**Set exercise**
Switch "gets one point" to "receives one point" in the rows from the start of the rows through the line containing "[(307, 133), (42, 78)]", and reproduce only those lines with nothing else altered.

**Provided data**
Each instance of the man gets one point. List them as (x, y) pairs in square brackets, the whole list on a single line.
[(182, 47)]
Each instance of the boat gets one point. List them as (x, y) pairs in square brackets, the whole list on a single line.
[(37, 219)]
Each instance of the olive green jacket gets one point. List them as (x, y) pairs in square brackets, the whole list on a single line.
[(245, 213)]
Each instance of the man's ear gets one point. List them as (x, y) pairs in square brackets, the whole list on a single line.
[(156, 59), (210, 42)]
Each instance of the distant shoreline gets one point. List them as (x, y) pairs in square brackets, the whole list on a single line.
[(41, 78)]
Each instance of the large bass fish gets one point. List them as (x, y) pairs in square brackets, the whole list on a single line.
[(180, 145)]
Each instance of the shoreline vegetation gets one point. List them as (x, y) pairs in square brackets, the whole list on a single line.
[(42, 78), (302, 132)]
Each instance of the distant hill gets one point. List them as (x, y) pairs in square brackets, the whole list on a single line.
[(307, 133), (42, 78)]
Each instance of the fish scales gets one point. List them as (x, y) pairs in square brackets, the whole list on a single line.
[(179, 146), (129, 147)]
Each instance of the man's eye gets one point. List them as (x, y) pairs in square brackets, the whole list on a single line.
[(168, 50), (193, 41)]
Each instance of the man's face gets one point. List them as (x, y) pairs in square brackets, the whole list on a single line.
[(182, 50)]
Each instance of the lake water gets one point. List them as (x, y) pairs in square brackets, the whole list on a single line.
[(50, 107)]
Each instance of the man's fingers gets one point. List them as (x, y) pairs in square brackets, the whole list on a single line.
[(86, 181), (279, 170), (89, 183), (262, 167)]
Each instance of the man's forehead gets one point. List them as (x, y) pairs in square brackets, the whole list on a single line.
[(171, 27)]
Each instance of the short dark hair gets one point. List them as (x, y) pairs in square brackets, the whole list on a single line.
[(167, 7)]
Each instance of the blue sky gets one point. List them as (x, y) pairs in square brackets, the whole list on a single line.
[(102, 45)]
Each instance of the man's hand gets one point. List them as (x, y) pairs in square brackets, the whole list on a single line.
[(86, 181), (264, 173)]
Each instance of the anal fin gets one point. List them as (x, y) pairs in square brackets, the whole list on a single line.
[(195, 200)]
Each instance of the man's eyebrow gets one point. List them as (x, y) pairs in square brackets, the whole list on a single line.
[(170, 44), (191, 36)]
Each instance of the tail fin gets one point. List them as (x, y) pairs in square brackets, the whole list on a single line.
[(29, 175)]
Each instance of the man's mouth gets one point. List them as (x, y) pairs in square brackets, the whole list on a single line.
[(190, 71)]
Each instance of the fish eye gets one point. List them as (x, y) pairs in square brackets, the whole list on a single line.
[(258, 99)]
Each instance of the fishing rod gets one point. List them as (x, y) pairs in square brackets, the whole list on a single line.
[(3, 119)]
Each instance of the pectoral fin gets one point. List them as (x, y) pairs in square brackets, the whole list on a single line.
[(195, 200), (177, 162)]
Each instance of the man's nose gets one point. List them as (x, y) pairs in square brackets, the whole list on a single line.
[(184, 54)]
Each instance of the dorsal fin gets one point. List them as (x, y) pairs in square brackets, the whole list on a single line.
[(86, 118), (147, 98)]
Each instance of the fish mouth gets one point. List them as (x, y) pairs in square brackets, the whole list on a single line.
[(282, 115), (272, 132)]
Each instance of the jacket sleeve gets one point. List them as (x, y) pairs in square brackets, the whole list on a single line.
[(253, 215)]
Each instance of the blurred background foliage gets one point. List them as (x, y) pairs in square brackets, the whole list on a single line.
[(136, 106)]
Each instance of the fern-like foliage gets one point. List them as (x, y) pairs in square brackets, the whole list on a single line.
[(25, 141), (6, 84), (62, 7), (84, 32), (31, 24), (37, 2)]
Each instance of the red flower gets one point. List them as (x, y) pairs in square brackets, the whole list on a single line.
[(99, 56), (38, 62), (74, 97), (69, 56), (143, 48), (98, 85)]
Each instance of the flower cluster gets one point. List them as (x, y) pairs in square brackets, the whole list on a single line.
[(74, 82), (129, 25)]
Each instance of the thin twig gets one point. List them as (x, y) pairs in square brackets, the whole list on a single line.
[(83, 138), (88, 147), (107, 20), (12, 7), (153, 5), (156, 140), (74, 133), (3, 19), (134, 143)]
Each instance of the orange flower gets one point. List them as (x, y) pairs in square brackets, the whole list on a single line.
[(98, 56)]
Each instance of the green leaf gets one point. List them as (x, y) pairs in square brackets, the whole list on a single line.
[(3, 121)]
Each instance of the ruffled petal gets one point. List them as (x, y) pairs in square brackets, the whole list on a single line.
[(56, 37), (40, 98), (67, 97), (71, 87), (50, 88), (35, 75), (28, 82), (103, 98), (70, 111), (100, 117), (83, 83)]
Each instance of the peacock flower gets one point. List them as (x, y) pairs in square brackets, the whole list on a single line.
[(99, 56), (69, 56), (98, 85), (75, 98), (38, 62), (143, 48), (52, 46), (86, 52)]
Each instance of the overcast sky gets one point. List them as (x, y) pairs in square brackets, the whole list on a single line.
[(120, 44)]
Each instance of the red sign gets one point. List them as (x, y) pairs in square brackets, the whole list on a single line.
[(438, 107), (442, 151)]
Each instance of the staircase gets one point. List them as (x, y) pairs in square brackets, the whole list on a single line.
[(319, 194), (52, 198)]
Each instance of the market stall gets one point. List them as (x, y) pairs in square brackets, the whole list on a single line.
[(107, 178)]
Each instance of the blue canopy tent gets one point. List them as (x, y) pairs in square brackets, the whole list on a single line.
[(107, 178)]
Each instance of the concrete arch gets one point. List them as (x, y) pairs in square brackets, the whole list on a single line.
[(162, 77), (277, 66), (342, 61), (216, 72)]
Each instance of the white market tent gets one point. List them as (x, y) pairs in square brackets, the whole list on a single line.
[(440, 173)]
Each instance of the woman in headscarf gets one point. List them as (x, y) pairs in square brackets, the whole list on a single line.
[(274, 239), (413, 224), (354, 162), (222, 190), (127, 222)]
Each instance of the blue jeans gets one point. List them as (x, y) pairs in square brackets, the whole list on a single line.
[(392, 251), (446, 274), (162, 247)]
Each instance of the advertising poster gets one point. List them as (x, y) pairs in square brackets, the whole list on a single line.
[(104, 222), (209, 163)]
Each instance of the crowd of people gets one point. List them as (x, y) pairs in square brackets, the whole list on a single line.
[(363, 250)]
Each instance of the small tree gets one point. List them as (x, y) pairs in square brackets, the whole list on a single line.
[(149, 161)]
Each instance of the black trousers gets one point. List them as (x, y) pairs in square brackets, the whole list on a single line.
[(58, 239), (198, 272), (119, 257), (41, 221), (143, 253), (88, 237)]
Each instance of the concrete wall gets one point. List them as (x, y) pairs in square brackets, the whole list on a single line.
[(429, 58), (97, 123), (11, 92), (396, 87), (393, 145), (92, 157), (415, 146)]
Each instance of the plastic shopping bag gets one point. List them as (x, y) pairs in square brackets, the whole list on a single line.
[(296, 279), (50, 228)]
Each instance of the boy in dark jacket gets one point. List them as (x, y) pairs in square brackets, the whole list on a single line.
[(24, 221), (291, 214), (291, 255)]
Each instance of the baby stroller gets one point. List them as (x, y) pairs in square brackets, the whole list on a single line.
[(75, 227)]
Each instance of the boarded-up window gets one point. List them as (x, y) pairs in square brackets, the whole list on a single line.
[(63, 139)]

**Solved exercise**
Each instance of the man receives one point. List them as (x, y) pairs in square brackets, the whole list on a single line.
[(182, 47)]
Each instance of the boat receives one point. List them as (x, y) pairs in square brackets, the whole list on a single line.
[(37, 219)]
Each instance of the olive green jacket receives one point. List them as (x, y) pairs in square brackets, the whole list on a single line.
[(245, 213)]
Each instance of the man's ear receives one point. List them as (x, y) pairs in square brackets, the whole list on a single line.
[(156, 59), (210, 42)]
Each instance of the distant shoreline receives one point. List them as (x, y) pairs in square brackets, the whole list on a single line.
[(41, 78)]
Each instance of the large bass fish receives one point. List them as (x, y) pairs in square brackets, the whole list on a single line.
[(180, 145)]
Each instance of the shoreline vegetation receives one point. List them as (x, y) pairs in square brackets, the whole list on a single line.
[(42, 78), (302, 132)]
Each instance of the distant hill receives one point. List them as (x, y) pairs in square brackets, the whole list on a single line.
[(307, 133), (42, 78)]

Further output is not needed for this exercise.